Gather each line of the material below that contains the word "right". Letter case must match.

(Supplied data):
▬▬▬▬▬▬

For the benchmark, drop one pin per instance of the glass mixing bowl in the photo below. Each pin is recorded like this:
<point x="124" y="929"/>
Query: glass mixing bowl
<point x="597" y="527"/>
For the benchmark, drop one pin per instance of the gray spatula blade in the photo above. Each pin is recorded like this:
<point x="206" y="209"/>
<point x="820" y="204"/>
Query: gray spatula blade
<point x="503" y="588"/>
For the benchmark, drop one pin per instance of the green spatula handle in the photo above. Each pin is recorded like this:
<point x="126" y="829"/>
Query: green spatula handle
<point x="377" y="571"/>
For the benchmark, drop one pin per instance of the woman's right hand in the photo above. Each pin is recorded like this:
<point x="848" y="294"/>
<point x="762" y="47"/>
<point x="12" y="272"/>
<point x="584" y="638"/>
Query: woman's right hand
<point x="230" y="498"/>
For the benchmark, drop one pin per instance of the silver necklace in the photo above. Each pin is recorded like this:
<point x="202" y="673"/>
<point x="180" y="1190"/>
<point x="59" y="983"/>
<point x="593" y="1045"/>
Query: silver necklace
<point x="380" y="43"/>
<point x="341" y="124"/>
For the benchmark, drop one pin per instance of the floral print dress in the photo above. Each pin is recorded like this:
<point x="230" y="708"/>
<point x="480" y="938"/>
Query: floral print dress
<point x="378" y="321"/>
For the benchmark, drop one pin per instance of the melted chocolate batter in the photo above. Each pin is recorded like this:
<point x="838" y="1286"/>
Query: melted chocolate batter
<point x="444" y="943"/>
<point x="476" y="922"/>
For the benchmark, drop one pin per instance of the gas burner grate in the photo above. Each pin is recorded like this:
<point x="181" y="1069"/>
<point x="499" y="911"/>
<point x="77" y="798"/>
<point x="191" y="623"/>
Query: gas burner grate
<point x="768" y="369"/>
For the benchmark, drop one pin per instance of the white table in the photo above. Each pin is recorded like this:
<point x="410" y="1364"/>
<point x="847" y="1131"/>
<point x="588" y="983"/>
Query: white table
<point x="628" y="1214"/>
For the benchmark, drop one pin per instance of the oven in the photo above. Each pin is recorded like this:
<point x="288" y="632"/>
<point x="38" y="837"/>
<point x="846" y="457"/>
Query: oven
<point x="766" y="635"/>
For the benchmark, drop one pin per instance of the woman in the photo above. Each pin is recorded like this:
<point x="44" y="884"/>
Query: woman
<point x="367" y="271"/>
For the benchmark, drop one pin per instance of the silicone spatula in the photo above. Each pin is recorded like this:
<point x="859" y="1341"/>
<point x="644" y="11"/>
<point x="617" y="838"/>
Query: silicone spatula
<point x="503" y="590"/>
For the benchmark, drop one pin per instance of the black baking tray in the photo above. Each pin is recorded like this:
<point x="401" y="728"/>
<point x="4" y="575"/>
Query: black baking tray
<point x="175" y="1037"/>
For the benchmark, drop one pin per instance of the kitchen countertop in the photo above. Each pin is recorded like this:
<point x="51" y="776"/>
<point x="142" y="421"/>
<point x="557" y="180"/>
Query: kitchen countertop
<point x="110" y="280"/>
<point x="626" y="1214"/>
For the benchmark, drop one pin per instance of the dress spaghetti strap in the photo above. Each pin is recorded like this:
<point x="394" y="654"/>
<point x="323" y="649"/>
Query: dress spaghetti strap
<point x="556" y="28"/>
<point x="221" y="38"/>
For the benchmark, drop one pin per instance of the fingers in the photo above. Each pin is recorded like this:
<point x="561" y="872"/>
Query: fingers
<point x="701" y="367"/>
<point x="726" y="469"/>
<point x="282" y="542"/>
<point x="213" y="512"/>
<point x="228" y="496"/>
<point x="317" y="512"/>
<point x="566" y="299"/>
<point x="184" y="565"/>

▬▬▬▬▬▬

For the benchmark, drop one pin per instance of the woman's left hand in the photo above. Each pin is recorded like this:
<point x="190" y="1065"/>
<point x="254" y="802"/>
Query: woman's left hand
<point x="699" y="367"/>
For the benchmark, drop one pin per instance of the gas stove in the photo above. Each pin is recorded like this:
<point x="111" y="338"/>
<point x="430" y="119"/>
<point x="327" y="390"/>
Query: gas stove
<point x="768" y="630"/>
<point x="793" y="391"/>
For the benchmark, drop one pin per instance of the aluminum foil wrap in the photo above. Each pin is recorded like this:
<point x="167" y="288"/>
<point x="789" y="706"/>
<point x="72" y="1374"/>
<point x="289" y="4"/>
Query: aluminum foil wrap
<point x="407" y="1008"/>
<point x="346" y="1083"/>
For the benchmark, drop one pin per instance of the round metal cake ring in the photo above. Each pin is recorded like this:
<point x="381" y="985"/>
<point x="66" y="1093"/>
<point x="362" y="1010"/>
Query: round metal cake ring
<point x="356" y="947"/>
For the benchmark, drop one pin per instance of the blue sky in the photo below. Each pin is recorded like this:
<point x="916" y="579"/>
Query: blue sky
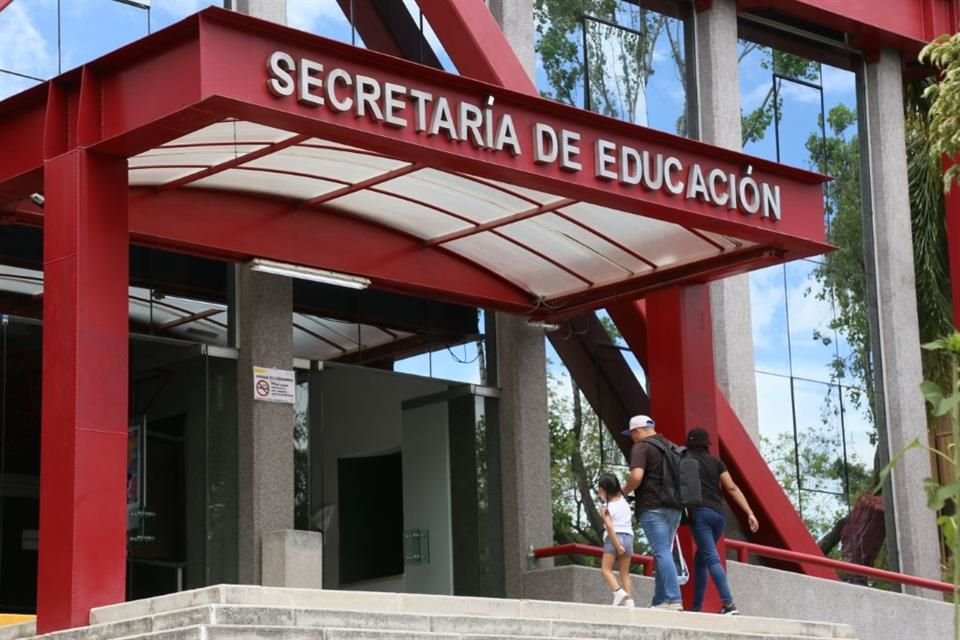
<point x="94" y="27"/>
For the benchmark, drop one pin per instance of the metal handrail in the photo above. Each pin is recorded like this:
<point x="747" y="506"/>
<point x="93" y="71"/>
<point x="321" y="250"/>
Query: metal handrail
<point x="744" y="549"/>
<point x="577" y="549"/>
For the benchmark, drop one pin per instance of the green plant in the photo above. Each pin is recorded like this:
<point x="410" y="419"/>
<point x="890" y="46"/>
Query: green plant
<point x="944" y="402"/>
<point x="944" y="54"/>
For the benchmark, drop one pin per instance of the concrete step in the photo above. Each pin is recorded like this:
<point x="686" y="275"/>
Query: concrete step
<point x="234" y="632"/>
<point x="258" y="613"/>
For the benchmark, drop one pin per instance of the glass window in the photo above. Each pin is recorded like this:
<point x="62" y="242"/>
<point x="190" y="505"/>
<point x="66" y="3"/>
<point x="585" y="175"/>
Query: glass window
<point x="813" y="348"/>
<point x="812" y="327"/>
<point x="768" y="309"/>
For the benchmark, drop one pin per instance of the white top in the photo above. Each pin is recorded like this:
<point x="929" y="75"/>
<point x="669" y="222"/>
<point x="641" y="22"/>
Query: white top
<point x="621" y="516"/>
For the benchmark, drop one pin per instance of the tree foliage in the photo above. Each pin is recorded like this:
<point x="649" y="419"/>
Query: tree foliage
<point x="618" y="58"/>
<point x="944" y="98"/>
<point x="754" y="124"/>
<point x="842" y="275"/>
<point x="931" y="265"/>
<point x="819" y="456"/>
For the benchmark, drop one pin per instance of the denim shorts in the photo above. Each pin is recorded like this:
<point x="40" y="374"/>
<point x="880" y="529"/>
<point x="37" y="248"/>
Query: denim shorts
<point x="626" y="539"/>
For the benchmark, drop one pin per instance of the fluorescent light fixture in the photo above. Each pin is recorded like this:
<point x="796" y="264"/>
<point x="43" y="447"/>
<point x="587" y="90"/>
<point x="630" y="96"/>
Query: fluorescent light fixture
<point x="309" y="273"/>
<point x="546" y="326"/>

▬▬▬▬▬▬

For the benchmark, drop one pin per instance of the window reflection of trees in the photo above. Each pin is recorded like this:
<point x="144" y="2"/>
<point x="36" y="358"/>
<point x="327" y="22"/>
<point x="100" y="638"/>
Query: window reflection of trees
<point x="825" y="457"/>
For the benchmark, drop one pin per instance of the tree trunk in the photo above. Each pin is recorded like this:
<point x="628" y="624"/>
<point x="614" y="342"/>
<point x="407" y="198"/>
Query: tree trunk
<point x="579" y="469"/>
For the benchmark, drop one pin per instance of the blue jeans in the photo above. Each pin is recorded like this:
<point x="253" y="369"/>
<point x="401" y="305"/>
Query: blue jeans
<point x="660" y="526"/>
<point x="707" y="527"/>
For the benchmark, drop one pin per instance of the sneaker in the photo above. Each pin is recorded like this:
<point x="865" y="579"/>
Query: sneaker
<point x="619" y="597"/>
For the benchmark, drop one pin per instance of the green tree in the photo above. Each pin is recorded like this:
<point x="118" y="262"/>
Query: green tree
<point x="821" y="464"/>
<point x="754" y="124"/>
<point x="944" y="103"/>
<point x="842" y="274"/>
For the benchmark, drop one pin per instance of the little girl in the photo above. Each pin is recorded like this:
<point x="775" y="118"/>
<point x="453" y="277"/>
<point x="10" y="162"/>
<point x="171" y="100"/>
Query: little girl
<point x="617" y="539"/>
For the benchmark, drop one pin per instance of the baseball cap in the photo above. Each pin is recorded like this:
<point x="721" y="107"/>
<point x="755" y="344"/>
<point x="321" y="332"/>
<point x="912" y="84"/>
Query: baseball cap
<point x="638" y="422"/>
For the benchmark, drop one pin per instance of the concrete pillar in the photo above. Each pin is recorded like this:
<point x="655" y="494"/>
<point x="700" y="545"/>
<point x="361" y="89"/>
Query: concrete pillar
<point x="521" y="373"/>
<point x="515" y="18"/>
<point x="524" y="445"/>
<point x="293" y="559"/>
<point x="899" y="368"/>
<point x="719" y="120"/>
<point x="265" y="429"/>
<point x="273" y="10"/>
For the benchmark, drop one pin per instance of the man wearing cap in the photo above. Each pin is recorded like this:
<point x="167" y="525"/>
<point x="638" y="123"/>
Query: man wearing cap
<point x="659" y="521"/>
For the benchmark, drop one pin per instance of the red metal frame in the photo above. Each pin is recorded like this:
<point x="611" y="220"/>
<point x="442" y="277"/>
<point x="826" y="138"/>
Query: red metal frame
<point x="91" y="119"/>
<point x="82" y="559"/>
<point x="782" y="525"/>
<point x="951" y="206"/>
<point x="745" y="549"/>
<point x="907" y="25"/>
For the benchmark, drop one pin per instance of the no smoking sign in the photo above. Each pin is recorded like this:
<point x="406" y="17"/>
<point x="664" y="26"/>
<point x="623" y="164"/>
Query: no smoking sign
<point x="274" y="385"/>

▬▬▬▬▬▬

(Full answer):
For the benchmark, drop one pin per instance of the woman's right hand in the photo above. Each pin is recorded like this:
Query: woman's right hand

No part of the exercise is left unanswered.